§ INSTRUCTION 1
Say whether each statement agrees with the lucid dreaming thread: (a) the reply calls the vibrations normal sensations of the body falling asleep; (b) the reply says these sensations are required for a WILD; (c) the first poster had remembered a dream recently. For each, give yes or no and quote the deciding words from the thread.
::: QUOTED TEXT :::
# Lucid Dreaming > Attaining Lucidity > Wake Initiated Lucid Dreams (WILD) >  >  Fast Heartbeat when trying to lucid dream?

## iTzxZac

Okay so i recently was trying to figure out how to remember my dreams because i haven't remembered one in months and came across lucid dreaming and tried a method ware i lay still in my bed and i try to let my body fall asleep but i keep myself awake. My body started to vibrate a lot and when i breathed it felt like sand was falling down my stomach each time and my body was a lot heaver. My heartbeat got VERY FAST while doing this and this caused me to freak out and stop myself from doing it. So is my heartbeat getting VERY FAST normal when trying to lucid dream for the first time? Also if it is normal was i close to a lucid dream at all?

----------


## paigeyemps

Hi, welcome to DreamViews!

What you attempted was a WILD (Wake Initiated Lucid Dream). The vibrations and feelings you experiences are normal bodily sensations that may or may not accompany a WILD attempt. These sensations are normal as your body is falling asleep. Many people have these, while others do not. Keep in mind though that it is not necessary to have these sensations in order to achieve a WILD. Others can get lucid without ever feeling anything. Some common experiences may also include hypnagogic hallucinations, which can come visually, or auditorily, or basically any senses. I'm not sure if that was close to a lucid dream, but you're on your way. You can use those sensations as a milestone to let you know your body is falling asleep, but it is not completely necessary if you don't feel them.
:::
§ INSTRUCTION 2
In the rows below, copy out the lines from the one with "vent is and return its bounding box." to the one with "[241,125,309,195]", including both.
::: ENTRIES :::
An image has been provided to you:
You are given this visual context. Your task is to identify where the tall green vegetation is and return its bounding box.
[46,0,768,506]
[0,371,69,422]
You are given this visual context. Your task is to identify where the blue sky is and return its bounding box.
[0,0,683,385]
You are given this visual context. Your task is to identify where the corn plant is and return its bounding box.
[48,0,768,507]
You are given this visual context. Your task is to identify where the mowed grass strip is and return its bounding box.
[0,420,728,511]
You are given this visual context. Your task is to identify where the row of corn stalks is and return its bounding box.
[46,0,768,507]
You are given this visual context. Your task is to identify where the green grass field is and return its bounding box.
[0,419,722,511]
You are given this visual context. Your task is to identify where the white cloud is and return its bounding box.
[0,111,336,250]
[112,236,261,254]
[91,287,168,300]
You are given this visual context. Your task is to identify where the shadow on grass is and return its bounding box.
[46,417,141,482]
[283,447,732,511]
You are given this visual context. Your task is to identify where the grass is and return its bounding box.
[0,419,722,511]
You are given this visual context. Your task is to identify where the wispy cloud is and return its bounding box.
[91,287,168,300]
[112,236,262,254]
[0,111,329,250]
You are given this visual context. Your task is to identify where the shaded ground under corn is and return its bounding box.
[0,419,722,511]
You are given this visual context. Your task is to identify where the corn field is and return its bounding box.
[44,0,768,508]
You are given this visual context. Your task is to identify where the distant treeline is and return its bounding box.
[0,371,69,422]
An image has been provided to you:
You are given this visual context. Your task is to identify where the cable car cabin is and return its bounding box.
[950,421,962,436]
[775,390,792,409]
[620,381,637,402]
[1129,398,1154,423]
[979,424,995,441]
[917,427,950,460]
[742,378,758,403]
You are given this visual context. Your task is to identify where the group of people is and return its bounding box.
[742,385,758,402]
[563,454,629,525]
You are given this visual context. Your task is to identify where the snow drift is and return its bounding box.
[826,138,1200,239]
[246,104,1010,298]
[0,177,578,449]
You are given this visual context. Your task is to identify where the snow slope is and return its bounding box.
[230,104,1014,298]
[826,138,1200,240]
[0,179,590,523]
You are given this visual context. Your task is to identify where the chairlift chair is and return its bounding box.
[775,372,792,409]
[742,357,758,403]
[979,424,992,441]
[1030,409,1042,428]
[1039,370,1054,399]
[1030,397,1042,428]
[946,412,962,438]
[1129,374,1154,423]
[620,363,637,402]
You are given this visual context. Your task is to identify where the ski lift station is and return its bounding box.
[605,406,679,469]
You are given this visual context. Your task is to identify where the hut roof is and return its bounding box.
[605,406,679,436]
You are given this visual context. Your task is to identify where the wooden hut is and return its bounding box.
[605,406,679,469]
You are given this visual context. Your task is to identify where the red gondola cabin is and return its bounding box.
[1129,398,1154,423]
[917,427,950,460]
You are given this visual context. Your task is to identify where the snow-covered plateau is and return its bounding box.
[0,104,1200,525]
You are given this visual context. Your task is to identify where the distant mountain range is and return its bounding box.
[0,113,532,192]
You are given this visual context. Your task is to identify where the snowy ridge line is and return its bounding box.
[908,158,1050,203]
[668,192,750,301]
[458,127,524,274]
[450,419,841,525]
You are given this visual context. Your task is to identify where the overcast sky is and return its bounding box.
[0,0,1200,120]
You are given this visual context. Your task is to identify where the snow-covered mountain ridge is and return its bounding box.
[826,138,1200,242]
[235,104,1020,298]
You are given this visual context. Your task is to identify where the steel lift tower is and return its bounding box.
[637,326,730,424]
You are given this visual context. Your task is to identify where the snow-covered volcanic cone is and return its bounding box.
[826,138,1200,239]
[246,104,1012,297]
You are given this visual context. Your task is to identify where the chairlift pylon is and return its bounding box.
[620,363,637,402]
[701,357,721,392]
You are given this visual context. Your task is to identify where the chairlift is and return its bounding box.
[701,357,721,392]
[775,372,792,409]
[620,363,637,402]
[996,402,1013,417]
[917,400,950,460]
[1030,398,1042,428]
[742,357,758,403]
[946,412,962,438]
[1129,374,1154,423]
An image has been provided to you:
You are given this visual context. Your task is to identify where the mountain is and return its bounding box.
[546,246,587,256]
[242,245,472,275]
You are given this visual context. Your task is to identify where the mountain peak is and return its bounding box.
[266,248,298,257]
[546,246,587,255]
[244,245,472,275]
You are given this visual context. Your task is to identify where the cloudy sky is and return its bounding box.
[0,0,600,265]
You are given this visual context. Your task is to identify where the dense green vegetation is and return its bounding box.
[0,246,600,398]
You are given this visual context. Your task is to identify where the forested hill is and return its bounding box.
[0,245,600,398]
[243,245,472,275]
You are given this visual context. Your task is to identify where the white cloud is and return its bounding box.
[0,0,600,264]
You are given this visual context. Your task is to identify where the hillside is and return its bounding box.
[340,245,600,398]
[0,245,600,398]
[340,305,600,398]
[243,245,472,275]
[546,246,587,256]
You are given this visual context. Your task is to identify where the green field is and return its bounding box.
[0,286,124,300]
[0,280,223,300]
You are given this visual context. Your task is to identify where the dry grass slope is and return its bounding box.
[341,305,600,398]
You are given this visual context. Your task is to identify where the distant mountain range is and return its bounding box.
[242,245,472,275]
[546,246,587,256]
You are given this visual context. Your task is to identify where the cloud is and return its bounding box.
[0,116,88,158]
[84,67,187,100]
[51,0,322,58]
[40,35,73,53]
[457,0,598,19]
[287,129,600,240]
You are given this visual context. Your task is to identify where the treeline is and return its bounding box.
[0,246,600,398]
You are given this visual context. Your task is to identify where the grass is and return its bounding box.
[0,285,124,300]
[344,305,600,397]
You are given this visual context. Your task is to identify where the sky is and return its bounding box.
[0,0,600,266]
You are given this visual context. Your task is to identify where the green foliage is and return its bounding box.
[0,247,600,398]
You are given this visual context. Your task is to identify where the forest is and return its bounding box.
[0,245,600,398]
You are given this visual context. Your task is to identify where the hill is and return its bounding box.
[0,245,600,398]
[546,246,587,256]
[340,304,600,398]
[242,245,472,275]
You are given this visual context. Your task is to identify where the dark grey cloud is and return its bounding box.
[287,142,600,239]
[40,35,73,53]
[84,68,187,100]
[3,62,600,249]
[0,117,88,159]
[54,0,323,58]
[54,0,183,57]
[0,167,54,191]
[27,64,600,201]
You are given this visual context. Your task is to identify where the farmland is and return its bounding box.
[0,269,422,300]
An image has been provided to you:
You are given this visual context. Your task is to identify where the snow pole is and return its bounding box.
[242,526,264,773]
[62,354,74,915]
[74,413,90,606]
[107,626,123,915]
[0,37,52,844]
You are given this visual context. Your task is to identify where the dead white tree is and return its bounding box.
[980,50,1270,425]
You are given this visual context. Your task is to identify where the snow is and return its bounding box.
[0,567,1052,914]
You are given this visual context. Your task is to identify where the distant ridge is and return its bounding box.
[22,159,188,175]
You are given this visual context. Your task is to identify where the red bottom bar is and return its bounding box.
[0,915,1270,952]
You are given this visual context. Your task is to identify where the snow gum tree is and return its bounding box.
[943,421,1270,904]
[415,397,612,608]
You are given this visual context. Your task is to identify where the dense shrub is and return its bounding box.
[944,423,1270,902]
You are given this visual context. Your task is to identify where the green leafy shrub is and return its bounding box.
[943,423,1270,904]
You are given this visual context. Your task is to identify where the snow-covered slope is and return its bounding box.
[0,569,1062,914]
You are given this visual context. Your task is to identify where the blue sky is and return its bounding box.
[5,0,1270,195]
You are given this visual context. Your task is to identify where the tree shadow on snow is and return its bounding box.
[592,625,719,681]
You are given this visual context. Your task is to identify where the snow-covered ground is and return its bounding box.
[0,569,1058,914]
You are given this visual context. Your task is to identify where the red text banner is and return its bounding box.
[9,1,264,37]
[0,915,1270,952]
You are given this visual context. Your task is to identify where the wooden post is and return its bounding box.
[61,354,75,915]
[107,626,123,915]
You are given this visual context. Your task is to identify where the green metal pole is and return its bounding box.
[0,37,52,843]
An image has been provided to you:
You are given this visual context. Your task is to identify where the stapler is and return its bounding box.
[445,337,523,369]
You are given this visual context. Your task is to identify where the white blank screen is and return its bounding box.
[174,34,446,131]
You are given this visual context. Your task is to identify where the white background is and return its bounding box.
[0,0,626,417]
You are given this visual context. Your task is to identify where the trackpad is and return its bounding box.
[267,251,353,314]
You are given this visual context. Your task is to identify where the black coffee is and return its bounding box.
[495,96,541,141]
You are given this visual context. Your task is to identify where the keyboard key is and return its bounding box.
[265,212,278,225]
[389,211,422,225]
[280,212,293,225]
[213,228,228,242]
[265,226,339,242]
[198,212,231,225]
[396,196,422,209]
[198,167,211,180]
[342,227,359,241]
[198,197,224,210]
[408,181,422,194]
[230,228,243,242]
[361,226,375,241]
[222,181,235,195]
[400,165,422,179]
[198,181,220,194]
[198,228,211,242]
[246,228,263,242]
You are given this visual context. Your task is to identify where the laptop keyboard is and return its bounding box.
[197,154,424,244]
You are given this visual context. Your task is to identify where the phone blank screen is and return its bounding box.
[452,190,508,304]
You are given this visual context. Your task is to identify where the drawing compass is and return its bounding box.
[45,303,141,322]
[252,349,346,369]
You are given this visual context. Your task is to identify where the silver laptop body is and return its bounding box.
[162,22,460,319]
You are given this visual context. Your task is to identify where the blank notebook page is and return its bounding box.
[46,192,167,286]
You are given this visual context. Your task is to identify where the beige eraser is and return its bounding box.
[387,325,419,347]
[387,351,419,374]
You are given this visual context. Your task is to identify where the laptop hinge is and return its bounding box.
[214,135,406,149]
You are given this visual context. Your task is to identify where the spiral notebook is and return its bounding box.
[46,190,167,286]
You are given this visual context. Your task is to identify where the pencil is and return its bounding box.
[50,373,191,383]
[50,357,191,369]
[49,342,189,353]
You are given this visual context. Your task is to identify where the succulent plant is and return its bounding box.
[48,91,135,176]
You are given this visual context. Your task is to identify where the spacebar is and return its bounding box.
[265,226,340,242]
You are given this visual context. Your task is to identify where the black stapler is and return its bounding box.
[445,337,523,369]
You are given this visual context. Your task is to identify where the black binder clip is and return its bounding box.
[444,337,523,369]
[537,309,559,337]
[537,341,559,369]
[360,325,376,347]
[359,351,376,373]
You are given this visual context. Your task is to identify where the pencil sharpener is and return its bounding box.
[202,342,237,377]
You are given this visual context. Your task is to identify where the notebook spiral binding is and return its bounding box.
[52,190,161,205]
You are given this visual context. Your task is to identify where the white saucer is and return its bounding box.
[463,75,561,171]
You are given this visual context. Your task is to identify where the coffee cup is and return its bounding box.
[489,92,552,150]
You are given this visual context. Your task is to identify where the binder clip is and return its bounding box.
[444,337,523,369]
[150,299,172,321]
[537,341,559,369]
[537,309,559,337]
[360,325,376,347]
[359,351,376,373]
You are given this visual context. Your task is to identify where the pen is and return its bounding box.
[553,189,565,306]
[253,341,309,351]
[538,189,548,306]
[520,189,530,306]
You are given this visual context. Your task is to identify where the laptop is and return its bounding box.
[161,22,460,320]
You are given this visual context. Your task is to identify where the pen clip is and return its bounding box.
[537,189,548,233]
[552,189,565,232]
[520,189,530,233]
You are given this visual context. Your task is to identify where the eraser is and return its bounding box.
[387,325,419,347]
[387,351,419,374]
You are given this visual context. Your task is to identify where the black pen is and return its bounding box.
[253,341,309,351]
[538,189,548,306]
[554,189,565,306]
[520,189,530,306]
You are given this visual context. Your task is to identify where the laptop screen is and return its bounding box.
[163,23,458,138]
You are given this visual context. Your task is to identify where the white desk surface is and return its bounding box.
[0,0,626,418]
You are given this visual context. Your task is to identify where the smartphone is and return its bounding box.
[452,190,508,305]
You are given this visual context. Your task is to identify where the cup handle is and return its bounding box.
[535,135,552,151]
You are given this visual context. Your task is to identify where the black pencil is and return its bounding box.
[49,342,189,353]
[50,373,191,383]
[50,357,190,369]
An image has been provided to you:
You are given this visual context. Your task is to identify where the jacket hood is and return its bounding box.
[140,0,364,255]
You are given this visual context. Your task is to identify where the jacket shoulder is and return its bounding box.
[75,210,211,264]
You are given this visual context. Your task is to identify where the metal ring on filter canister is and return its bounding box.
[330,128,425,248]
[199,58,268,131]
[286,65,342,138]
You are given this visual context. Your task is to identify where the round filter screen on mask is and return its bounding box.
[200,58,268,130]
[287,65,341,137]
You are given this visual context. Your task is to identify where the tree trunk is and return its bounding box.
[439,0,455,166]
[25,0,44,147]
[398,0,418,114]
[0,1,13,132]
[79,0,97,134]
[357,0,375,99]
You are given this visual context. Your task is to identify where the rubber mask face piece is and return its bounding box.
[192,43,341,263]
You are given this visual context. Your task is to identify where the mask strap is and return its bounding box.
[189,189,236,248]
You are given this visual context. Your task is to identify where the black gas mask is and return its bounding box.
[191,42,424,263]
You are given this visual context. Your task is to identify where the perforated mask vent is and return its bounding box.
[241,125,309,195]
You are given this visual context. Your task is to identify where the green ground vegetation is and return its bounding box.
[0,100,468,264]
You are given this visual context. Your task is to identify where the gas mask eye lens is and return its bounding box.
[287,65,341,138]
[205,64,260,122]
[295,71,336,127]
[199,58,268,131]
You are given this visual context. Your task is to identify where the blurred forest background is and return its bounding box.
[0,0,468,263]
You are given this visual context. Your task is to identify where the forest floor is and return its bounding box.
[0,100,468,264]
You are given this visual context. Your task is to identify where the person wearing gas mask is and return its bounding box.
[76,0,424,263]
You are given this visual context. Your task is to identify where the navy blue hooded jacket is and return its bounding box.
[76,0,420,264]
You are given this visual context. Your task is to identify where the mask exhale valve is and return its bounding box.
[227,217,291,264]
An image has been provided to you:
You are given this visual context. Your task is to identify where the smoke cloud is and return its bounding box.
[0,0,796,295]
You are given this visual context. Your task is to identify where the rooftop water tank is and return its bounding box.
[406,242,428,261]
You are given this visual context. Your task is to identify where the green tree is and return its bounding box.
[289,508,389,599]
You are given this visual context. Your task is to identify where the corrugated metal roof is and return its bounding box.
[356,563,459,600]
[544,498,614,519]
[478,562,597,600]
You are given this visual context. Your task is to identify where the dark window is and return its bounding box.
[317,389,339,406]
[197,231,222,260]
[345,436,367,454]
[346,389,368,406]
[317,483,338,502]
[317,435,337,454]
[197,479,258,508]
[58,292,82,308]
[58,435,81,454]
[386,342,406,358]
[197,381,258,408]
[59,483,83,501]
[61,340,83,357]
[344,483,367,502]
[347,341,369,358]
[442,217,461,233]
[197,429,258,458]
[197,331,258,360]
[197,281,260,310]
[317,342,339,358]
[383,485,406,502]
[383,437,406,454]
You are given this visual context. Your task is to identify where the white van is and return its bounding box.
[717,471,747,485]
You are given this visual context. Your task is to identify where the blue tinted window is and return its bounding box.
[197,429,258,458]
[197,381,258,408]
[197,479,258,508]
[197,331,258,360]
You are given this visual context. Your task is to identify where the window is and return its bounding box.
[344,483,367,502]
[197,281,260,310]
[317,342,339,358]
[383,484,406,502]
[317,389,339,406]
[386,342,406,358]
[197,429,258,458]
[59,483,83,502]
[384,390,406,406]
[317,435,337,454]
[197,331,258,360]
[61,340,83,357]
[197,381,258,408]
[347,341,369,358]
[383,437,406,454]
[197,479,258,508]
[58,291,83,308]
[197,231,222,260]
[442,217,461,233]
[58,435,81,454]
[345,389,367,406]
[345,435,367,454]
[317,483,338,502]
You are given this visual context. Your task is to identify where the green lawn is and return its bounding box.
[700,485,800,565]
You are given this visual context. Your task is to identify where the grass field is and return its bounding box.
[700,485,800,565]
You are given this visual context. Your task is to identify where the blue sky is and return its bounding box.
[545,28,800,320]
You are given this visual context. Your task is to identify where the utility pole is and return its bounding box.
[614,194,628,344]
:::
§ WRITTEN ANSWER 1
(a) Yes: "These sensations are normal as your body is falling asleep."
(b) No: "it is not necessary to have these sensations in order to achieve a WILD."
(c) No: "i haven't remembered one in months"

§ WRITTEN ANSWER 2
You are given this visual context. Your task is to identify where the perforated mask vent is and return its bounding box.
[241,125,309,195]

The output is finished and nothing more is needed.